[start of PROVIDED ENTRIES]

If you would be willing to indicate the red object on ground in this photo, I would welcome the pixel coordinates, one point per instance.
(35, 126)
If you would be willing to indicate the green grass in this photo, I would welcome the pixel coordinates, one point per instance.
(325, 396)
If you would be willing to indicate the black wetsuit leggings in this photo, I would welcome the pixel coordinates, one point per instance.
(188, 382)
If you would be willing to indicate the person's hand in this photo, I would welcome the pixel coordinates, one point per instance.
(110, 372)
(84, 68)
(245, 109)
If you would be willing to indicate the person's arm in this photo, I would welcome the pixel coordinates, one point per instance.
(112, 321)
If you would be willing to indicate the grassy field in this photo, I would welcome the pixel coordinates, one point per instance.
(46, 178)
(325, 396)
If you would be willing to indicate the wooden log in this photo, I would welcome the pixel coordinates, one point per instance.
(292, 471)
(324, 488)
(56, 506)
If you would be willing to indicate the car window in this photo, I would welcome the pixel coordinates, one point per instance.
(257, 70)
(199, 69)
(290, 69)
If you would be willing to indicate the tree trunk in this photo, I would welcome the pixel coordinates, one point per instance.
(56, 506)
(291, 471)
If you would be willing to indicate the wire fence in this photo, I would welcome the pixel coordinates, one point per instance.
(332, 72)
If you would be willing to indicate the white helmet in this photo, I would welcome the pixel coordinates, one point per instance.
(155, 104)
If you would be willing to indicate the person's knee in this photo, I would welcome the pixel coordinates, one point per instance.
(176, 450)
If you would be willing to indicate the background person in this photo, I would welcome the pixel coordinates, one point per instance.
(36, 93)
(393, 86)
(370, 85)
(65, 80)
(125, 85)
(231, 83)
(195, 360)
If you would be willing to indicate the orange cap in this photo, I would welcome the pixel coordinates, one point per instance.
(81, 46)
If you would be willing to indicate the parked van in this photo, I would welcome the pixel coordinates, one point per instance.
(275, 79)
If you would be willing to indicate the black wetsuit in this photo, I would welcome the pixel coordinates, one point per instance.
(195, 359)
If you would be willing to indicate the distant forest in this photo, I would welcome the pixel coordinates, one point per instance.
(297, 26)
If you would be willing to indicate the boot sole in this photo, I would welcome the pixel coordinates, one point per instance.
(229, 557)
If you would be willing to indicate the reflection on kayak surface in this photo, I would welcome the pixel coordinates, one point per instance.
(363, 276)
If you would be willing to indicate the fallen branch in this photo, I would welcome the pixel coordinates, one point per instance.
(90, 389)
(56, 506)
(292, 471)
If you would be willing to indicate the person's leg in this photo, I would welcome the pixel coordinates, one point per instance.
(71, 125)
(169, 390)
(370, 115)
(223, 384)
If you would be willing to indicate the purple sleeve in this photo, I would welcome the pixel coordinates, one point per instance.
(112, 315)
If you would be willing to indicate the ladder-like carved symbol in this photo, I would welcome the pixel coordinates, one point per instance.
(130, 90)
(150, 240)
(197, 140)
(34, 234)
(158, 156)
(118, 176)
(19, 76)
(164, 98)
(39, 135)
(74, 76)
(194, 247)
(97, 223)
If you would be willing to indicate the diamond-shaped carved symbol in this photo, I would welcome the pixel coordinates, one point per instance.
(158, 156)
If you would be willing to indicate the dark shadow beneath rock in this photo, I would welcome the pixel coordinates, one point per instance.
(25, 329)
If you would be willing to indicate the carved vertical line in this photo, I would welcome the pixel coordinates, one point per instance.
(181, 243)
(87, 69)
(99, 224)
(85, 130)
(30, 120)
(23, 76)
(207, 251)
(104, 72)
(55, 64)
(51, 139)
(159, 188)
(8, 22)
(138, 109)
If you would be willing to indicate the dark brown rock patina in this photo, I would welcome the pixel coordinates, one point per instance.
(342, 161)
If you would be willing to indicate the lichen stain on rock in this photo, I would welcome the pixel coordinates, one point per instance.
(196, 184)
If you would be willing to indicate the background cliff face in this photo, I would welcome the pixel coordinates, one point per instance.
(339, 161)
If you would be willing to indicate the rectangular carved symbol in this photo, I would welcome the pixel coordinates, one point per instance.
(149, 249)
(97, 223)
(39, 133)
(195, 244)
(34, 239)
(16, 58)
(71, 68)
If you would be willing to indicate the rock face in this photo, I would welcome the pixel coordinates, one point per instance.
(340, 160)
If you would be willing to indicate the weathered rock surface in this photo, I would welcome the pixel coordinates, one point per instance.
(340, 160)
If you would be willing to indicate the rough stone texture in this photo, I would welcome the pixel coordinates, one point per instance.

[end of PROVIDED ENTRIES]

DIRECTIONS FOR THIS TASK:
Could you transcribe the records in full, exactly?

THE REPLY:
If you would be willing to indicate the red object on ground in this photo, I would welcome the pixel coordinates, one point per instance.
(35, 126)
If you would be willing to indicate the green grass in this photo, I would welcome the pixel coordinates, one point per instance.
(325, 396)
If you would be willing to indicate the black wetsuit leggings in this photo, I would welcome the pixel coordinates, one point per instance.
(188, 382)
If you would be willing to indicate the person's hand in this photo, I would welcome the pixel coordinates, one point per instance.
(110, 372)
(84, 68)
(245, 109)
If you would be willing to indicate the person's arm in this photo, I would welcome the pixel coordinates, one point per instance.
(112, 321)
If you would be willing to indicate the grassy field in this photo, I would welcome the pixel coordinates, one point per instance.
(46, 178)
(325, 396)
If you would be willing to indicate the wooden log in this photo, I would welcome the pixel coordinates, one point per instance.
(292, 471)
(324, 488)
(56, 506)
If you would be willing to indicate the car window in this photo, I would welcome the pixel coordinates, one point per instance.
(257, 70)
(199, 69)
(290, 69)
If you would be willing to indicate the tree trunk in this photo, I would welcome the pixel coordinates, one point per instance.
(56, 506)
(291, 471)
If you would be willing to indicate the wire fence in this photo, I would welcome the pixel coordinates, one point per instance.
(332, 72)
If you would be willing to indicate the white helmet in this photo, I would welcome the pixel coordinates, one point per instance.
(155, 104)
If you would be willing to indicate the person's knee in this photo, I would welcome the pixel coordinates, one point per instance.
(176, 450)
If you would be willing to indicate the background person in this photo, I would welcome the pixel coordinates, one point per instance.
(36, 93)
(393, 86)
(370, 85)
(65, 80)
(125, 85)
(231, 83)
(195, 360)
If you would be willing to indicate the orange cap in this photo, I would welcome the pixel coordinates, one point per instance.
(81, 46)
If you would be willing to indicate the parked van in this photo, I would welcome the pixel coordinates, one point per instance.
(275, 79)
If you would be willing to indicate the black wetsuit in this photo, I would welcome the pixel coordinates, one point per instance.
(195, 359)
If you would be willing to indicate the distant forest in this photo, I would welcome the pixel coordinates, one point per instance.
(297, 26)
If you would be willing to indicate the boot sole in this photo, I would welcome the pixel coordinates, one point per instance.
(229, 557)
If you would be willing to indicate the reflection on kayak surface in this photo, I would welcome the pixel coordinates, one point per instance.
(363, 276)
If you would be willing to indicate the fallen branch in this photo, I would welcome the pixel coordinates, one point per instance.
(90, 389)
(56, 506)
(292, 471)
If you would be willing to indicate the person's leg in this photo, I would welcome the pixel coordinates, one point per instance.
(71, 125)
(169, 390)
(370, 115)
(223, 384)
If you would be willing to indicate the purple sleeve in this photo, I would welcome the pixel coordinates, one point per instance.
(112, 315)
If you would be willing to indicate the ladder-like carved symbol in this photo, I would welcome the pixel coordinates, one point per instance.
(130, 90)
(150, 240)
(197, 140)
(34, 234)
(158, 156)
(118, 176)
(19, 76)
(164, 98)
(39, 135)
(74, 76)
(194, 247)
(97, 223)
If you would be willing to indicate the diamond-shaped carved symbol in this photo, I would welcome the pixel coordinates, one point per instance.
(158, 156)
If you would be willing to indicate the dark shadow beneath rock in this photo, I would welcome the pixel coordinates, one point per instance.
(25, 329)
If you would be willing to indicate the carved vertical line in this photo, I would welcome the pixel coordinates, one point per instance.
(181, 243)
(87, 69)
(99, 224)
(85, 130)
(30, 120)
(23, 76)
(207, 251)
(104, 72)
(55, 64)
(51, 139)
(159, 188)
(8, 22)
(138, 109)
If you would be willing to indicate the dark brown rock patina in this photo, I would welcome the pixel coordinates, one point per instance.
(342, 161)
If you would be willing to indicate the lichen stain on rock in this photo, I would welcome the pixel coordinates, one point per instance.
(196, 184)
If you would be willing to indicate the background cliff face in this photo, I would welcome the pixel coordinates, one point per instance.
(339, 161)
If you would be willing to indicate the rectangular carved symbol in this photo, I would welcome the pixel coordinates, one point per instance.
(149, 249)
(97, 223)
(39, 133)
(195, 244)
(34, 239)
(16, 58)
(71, 68)
If you would be willing to indicate the rock face in this photo, I would welcome the pixel coordinates, one point per instance.
(340, 160)
If you would be willing to indicate the weathered rock surface in this photo, I would welcome the pixel coordinates, one point per instance.
(340, 160)
If you would be willing to indicate the rough stone texture in this photo, I would welcome the pixel coordinates, one point per instance.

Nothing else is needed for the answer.